* start Entries supplied *

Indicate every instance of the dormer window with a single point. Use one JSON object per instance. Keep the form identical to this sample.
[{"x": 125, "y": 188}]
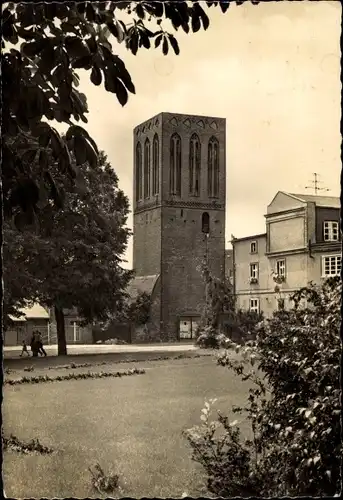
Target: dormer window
[
  {"x": 330, "y": 231},
  {"x": 253, "y": 247}
]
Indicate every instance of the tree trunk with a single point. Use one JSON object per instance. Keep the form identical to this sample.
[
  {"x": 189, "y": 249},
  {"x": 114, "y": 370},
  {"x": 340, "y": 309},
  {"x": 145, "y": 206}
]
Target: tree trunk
[{"x": 61, "y": 334}]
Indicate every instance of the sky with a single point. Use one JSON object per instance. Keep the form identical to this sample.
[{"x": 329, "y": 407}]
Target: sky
[{"x": 272, "y": 70}]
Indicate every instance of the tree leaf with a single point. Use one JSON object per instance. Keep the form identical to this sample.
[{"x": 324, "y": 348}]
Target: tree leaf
[
  {"x": 80, "y": 149},
  {"x": 165, "y": 46},
  {"x": 158, "y": 40},
  {"x": 174, "y": 44},
  {"x": 121, "y": 92},
  {"x": 195, "y": 22},
  {"x": 140, "y": 11},
  {"x": 31, "y": 49},
  {"x": 96, "y": 76},
  {"x": 75, "y": 47}
]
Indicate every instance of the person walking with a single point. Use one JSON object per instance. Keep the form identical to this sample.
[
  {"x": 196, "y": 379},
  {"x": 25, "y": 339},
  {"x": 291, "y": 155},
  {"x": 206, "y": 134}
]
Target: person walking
[
  {"x": 41, "y": 349},
  {"x": 24, "y": 349},
  {"x": 33, "y": 345}
]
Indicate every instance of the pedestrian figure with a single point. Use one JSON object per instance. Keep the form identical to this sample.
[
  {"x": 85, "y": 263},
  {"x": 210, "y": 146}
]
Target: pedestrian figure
[
  {"x": 24, "y": 349},
  {"x": 41, "y": 349},
  {"x": 34, "y": 345}
]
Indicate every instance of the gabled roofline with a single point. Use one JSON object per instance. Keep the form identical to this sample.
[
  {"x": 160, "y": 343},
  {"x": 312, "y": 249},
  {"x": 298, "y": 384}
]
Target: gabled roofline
[
  {"x": 286, "y": 194},
  {"x": 254, "y": 236}
]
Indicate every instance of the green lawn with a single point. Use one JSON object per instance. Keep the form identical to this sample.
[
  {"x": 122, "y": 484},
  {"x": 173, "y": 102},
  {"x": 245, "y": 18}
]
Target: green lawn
[{"x": 132, "y": 424}]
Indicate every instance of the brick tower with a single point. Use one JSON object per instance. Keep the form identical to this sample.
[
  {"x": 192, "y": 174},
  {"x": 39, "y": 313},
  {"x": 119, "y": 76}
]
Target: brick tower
[{"x": 179, "y": 214}]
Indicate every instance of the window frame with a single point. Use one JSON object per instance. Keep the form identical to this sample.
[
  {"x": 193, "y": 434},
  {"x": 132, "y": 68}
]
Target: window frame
[
  {"x": 330, "y": 226},
  {"x": 155, "y": 165},
  {"x": 251, "y": 276},
  {"x": 256, "y": 247},
  {"x": 253, "y": 308},
  {"x": 139, "y": 172},
  {"x": 338, "y": 267},
  {"x": 175, "y": 161},
  {"x": 147, "y": 169},
  {"x": 194, "y": 165},
  {"x": 213, "y": 168}
]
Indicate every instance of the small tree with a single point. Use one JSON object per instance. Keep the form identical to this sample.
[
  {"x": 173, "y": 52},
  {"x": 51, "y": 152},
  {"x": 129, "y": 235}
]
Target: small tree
[
  {"x": 44, "y": 47},
  {"x": 138, "y": 310},
  {"x": 219, "y": 299},
  {"x": 293, "y": 407},
  {"x": 73, "y": 257}
]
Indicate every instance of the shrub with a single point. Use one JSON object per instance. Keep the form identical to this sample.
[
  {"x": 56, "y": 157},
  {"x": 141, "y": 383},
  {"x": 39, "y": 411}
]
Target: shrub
[
  {"x": 293, "y": 407},
  {"x": 219, "y": 299},
  {"x": 103, "y": 483}
]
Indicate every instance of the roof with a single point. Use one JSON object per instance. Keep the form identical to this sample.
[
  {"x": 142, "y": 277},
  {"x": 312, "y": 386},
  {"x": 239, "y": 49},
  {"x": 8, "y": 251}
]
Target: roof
[
  {"x": 320, "y": 201},
  {"x": 142, "y": 284},
  {"x": 36, "y": 311},
  {"x": 252, "y": 237}
]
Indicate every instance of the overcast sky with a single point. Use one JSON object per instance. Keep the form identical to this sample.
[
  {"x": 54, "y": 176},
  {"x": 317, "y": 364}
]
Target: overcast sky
[{"x": 272, "y": 70}]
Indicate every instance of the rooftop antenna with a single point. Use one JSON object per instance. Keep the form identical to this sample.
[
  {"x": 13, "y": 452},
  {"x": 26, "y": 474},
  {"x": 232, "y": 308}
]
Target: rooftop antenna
[{"x": 315, "y": 185}]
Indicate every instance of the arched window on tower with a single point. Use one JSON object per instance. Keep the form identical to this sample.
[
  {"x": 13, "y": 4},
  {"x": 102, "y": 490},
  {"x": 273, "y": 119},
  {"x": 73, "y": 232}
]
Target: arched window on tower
[
  {"x": 155, "y": 165},
  {"x": 213, "y": 168},
  {"x": 205, "y": 223},
  {"x": 194, "y": 165},
  {"x": 147, "y": 168},
  {"x": 175, "y": 165},
  {"x": 138, "y": 171}
]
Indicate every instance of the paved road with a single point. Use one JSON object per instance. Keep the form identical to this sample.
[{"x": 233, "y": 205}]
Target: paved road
[{"x": 13, "y": 352}]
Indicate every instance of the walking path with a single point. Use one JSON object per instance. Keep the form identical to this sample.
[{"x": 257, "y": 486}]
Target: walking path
[{"x": 13, "y": 352}]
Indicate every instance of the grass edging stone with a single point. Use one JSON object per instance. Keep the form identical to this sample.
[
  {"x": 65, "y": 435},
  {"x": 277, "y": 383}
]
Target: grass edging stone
[
  {"x": 73, "y": 376},
  {"x": 33, "y": 446}
]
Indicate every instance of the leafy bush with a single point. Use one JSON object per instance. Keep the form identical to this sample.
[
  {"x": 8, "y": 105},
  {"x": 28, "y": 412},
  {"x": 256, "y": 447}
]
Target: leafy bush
[
  {"x": 293, "y": 407},
  {"x": 33, "y": 446},
  {"x": 102, "y": 482}
]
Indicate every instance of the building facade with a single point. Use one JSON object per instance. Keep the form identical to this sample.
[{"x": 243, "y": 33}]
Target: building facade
[
  {"x": 179, "y": 216},
  {"x": 42, "y": 319},
  {"x": 302, "y": 243}
]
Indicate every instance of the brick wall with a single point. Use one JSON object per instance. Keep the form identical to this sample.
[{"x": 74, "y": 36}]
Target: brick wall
[{"x": 168, "y": 237}]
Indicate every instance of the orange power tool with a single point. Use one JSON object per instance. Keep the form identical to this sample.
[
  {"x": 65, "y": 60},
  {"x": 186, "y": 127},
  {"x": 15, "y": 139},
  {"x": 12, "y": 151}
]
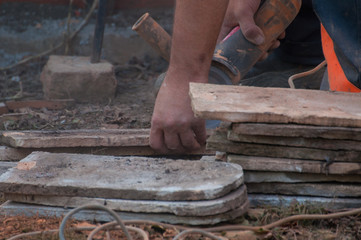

* end Entries supplied *

Report every line of the material above that contains the word "small", treating case as significant.

◆ Written solution:
Indicate every instance of the small tree with a single point. Use one JSON object per instance. Keep the form identical to this sample.
Target: small tree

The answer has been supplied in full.